Your objective
Could you set down every record exactly as it appears?

Records for processing
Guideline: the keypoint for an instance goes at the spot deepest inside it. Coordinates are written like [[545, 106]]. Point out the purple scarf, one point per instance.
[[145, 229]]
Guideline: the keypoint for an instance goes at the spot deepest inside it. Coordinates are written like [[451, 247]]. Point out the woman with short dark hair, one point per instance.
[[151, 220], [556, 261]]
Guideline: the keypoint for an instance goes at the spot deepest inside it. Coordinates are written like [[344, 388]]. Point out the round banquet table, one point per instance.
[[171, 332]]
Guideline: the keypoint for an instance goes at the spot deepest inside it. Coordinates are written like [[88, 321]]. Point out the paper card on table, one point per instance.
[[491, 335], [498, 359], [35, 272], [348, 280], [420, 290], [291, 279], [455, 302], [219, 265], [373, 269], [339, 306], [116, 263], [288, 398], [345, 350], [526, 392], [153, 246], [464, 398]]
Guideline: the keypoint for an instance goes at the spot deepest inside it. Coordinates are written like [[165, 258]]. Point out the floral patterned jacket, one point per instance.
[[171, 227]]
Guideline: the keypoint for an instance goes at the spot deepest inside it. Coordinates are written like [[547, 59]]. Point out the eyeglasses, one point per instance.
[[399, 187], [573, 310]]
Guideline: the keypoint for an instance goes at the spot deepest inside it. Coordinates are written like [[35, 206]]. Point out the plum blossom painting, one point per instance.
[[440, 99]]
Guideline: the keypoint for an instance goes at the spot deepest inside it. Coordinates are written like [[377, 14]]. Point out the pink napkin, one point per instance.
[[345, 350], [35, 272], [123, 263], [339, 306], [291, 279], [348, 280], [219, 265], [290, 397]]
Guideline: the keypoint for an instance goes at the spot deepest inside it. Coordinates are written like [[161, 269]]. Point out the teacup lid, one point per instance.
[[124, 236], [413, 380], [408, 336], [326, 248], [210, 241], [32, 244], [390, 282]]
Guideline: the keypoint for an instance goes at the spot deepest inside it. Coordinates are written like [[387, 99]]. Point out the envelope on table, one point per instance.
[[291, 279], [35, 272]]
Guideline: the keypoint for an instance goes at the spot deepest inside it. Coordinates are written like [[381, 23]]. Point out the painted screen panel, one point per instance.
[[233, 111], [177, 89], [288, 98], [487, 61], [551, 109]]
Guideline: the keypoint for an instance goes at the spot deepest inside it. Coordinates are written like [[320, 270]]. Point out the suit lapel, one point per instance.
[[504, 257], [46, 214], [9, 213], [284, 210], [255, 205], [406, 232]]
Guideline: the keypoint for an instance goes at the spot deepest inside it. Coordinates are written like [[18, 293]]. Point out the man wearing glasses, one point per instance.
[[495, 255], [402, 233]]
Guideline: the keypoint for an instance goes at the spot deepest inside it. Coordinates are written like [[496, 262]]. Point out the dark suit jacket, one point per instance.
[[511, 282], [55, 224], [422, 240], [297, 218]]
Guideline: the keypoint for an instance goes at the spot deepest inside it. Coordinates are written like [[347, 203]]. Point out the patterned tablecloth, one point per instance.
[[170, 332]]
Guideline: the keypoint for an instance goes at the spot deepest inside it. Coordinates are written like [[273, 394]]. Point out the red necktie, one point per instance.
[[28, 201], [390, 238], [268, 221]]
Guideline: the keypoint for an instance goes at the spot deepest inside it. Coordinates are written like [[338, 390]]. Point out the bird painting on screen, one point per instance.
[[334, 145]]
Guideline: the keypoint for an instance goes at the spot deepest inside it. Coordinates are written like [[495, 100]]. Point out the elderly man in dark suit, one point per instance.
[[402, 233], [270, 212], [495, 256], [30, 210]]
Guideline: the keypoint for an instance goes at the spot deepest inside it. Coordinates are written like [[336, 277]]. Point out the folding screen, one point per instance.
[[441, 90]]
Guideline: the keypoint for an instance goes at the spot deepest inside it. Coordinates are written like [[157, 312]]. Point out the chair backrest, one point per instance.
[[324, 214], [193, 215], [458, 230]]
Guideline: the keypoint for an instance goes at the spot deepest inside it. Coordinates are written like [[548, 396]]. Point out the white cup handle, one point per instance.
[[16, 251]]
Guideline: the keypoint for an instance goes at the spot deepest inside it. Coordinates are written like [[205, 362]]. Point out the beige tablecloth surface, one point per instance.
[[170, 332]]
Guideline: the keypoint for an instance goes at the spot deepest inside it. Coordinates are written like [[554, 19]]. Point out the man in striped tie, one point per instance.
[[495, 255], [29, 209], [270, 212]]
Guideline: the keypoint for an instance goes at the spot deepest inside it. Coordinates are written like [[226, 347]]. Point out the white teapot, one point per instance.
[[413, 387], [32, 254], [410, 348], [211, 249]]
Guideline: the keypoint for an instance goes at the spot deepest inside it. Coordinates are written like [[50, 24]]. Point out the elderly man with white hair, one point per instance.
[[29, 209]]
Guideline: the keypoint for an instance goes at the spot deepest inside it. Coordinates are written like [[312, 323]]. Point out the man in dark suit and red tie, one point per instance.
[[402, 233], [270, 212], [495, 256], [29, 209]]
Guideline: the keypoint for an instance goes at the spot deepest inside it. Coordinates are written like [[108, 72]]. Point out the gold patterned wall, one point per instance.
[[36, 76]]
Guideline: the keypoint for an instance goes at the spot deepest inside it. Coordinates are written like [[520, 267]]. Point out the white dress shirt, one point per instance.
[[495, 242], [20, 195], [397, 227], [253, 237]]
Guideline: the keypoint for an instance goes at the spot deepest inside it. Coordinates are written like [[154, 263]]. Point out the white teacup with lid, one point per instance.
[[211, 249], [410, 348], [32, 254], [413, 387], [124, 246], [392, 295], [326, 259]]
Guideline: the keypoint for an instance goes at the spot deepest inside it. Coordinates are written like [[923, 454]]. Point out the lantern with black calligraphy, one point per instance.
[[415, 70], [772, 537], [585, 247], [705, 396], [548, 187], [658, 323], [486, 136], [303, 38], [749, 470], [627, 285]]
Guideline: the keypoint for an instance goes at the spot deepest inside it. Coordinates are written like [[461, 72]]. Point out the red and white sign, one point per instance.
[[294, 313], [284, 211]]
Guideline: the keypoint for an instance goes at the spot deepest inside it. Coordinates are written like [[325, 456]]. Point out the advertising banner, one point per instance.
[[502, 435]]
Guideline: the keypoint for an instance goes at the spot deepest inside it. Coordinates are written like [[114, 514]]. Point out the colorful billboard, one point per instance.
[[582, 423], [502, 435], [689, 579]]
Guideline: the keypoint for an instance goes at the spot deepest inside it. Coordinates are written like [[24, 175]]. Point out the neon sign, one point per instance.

Output of the task
Guideline: the keypoint for an instance goes at the spot deepest inside it. Coordinates are written like [[545, 106]]. Point out the purple scarf, one point per instance.
[[145, 229]]
Guideline: the keypoint for an instance goes at the spot deepest inside it. Coordinates are written like [[451, 247]]. Point out the woman with short dark hair, one point per instance.
[[151, 220], [556, 261]]
Guideline: the keypoint for an instance goes at the spot deepest inside it. Coordinates are written like [[344, 388]]. Point out the round banquet table, one point per instance.
[[171, 332]]
Guideline: the keypoint for an instance goes at the spot deepest inside it. Coordinates are written like [[88, 321]]. Point out the paper card on table, one point per instance.
[[491, 335], [498, 359], [35, 272], [348, 280], [420, 290], [291, 279], [455, 302], [219, 265], [373, 269], [339, 306], [116, 263], [288, 398], [345, 350], [526, 392], [153, 246], [464, 398]]
Guideline: the keypoint for an instance goes at the spot deepest inside it. Coordinates are written like [[165, 258]]. Point out the floral patterned jacket, one point per instance.
[[171, 227]]
Guideline: the keypoint for an instance goes at the spot deepest inside it. Coordinates are written like [[547, 59]]. Point out the eyeglasses, one point per instance.
[[399, 187], [573, 310]]
Guideline: the keypoint for an instance goes at the spot deepest inside it. Coordinates are written like [[35, 206]]. Point out the plum blossom painting, one point per instance.
[[440, 99]]
Guideline: the keypoint for an instance goes at the spot deepest inside it. Coordinates are written like [[377, 14]]. Point out the pink napkin, one point per instance.
[[345, 350], [35, 272], [123, 263], [339, 306], [291, 279], [348, 280], [219, 265], [290, 397]]
Guideline: the keypoint for an instance goes at the spot deepest inside it. Coordinates are written like [[161, 269]]. Point out the teacup lid, one point per instance.
[[124, 236], [413, 380], [408, 336], [326, 248], [210, 241], [32, 244], [390, 282]]
Guideline: the keypoint for an instance goes at the spot deepest inside it. Coordinates are written like [[387, 99]]. Point out the envelope on table, one point per instance.
[[291, 279], [35, 272]]
Guideline: the keypoint for an instance goes at the spot deepest inside it. Coordinates are written like [[381, 23]]. Point out the painted screen panel, one point per instance.
[[233, 111], [177, 89], [288, 98], [487, 61], [551, 109]]
Guideline: the keypoint for an instance goes at the spot deepest inside it. Coordinates are written like [[320, 270]]. Point out the suit lapel, one point per instance.
[[504, 257], [46, 214], [9, 213], [284, 210], [255, 205], [406, 232]]
Guideline: the keypoint for an instance goes at the spot deepest inside it. Coordinates are written like [[18, 293]]. Point out the man wearing glasses, one point per instance.
[[495, 255], [402, 233]]
Guideline: the keypoint for an instance goes at the spot deepest inside it. Coordinates are written like [[496, 262]]. Point out the dark suit jacket, one point per instance.
[[511, 282], [55, 224], [422, 240], [297, 218]]
Guideline: the keypoint for an instance goes at the spot deepest inside it. Coordinates are written like [[347, 203]]. Point out the patterned tablecloth, one point per instance.
[[170, 332]]
Guideline: the keypoint for an instance goes at the spot deepest inside it. Coordinates are written like [[273, 394]]. Point out the red necktie, one point per instance.
[[28, 201], [390, 238], [268, 221]]
Guideline: the keypoint for an instance goes at the spot deepest inside it. Coordinates are written like [[338, 390]]. Point out the bird painting on screen, one point per instance.
[[334, 145]]
Guideline: the keypoint for an instance goes at the spot deepest inside it. Coordinates are written like [[495, 100]]. Point out the elderly man in dark suit, one point per instance.
[[402, 233], [270, 212], [495, 256], [30, 210]]
Guideline: the keypoint for an instance goes at the spot deepest inside it. Coordinates are written like [[336, 277]]. Point out the folding screen, one point per instance.
[[441, 90]]
Guideline: the keypoint for an instance goes at the spot deepest inside it. Coordinates are written like [[157, 312]]. Point out the chair backrest, one point per instance.
[[324, 214], [193, 215], [458, 230]]
Guideline: the keypoint for an instance goes at the spot deepest inside it. Coordinates are written like [[548, 396]]. Point out the white cup handle, one point per instance.
[[16, 251]]
Guideline: the keypoint for an instance goes at the spot deepest inside it. Coordinates are written like [[205, 362]]. Point out the beige tablecloth surface, one point per instance.
[[170, 332]]
Guideline: the keypoint for an instance goes at the spot deepest inside it. Coordinates are written like [[554, 19]]. Point out the man in striped tie, one point per instance.
[[495, 255], [29, 209], [270, 212]]
Guideline: the keypoint for an instance goes at the spot deepest inside it. Coordinates are written like [[226, 347]]. Point out the white teapot, one point per instance.
[[413, 387], [32, 254], [410, 348], [211, 249]]
Guideline: the keypoint for an instance goes at the spot deepest inside it. Coordinates are written like [[50, 24]]. Point out the elderly man with white hair, one point per instance.
[[29, 209]]
Guideline: the keypoint for an instance goes at the spot deepest inside it. Coordinates are written like [[312, 323]]. Point out the man in dark suit and red tie, one point per instance.
[[402, 233], [270, 212], [495, 256], [29, 209]]
Guideline: the keypoint for an instance goes at the spot deepest inside it. Coordinates are written like [[108, 72]]. Point out the gold patterned wall, one point per instance.
[[36, 76]]
Guideline: the keypoint for an instance goes at the spot deepest inside it. Coordinates are written like [[520, 267]]. Point out the white dress shirt, one point per instance.
[[495, 242], [20, 195], [397, 227], [253, 237]]
Guideline: the keypoint for an instance goes at the spot deepest inside it. Coordinates are written like [[154, 263]]. Point out the white teacup with lid, one point per instance.
[[211, 249], [410, 348], [32, 254], [413, 387], [124, 246], [392, 295], [326, 259]]
Guideline: the keypoint for an instance goes at the spot deepest inside it. Coordinates are written like [[923, 454]]. Point out the lantern with black calligraphy, one point per instance.
[[415, 70], [772, 537], [585, 247], [705, 396], [548, 187], [658, 323], [486, 136], [303, 38], [749, 470], [627, 285]]
Guideline: the keypoint for an instance goes at the spot deepest inside it. Coordinates are written like [[461, 72]]. Point out the red and white sign, one point per instance.
[[294, 313], [284, 211]]
Guideline: the keypoint for an instance goes at the spot deepest inside it. Coordinates are written like [[325, 456]]. Point out the advertising banner, one point per instance.
[[502, 435]]
Guideline: the keypoint for an instance goes at the spot deepest inside it. Coordinates are written like [[114, 514]]. Point out the colorful billboard, one point per instance.
[[582, 423], [502, 435], [689, 579]]
Guideline: the keypoint for an instance goes at the spot deepest inside it. Coordinates are written like [[24, 175]]. Point out the neon sign, one point per instance.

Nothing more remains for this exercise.